(TRY IT): All lines from the one that mentions "[locate] sliding glass" through the last of the entries below must be copied exactly, with both ends kept.
AVAILABLE DATA Block Start
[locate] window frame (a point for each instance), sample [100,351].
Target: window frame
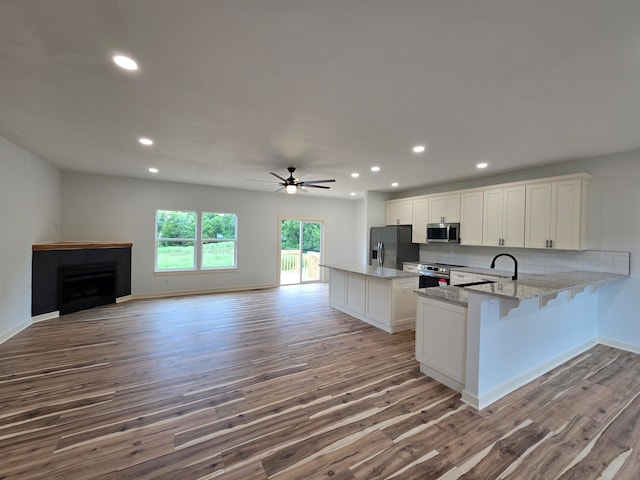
[199,243]
[203,241]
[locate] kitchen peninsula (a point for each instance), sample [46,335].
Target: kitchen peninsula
[487,340]
[382,297]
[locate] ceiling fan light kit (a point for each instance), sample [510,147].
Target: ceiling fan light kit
[291,184]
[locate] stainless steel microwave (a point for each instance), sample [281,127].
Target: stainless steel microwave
[443,232]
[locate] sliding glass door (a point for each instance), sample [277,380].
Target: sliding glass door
[300,251]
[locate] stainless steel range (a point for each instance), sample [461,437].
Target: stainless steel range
[434,274]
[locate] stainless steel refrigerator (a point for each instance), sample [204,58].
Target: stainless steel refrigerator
[390,246]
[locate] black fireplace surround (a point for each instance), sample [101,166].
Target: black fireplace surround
[67,280]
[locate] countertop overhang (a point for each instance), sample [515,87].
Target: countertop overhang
[371,271]
[527,286]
AVAILABLE DATA Block End
(REPLY TO THE TASK):
[locate] sliding glass door (a point for each instance), sample [277,380].
Target: sliding glass door
[300,251]
[locate] stainless steel range (a point for each instance), sample [461,437].
Target: stainless steel range
[434,274]
[locate] stainless steel refrigerator (a point for each instance), sample [204,58].
Target: stainless steel refrigerator
[390,246]
[locate] black fireplace surround (a point for each instance), sample [101,166].
Target: black fireplace surround
[67,280]
[locate] countertop overhang (a point for each instance), sample [515,87].
Target: countertop overhang
[371,271]
[527,286]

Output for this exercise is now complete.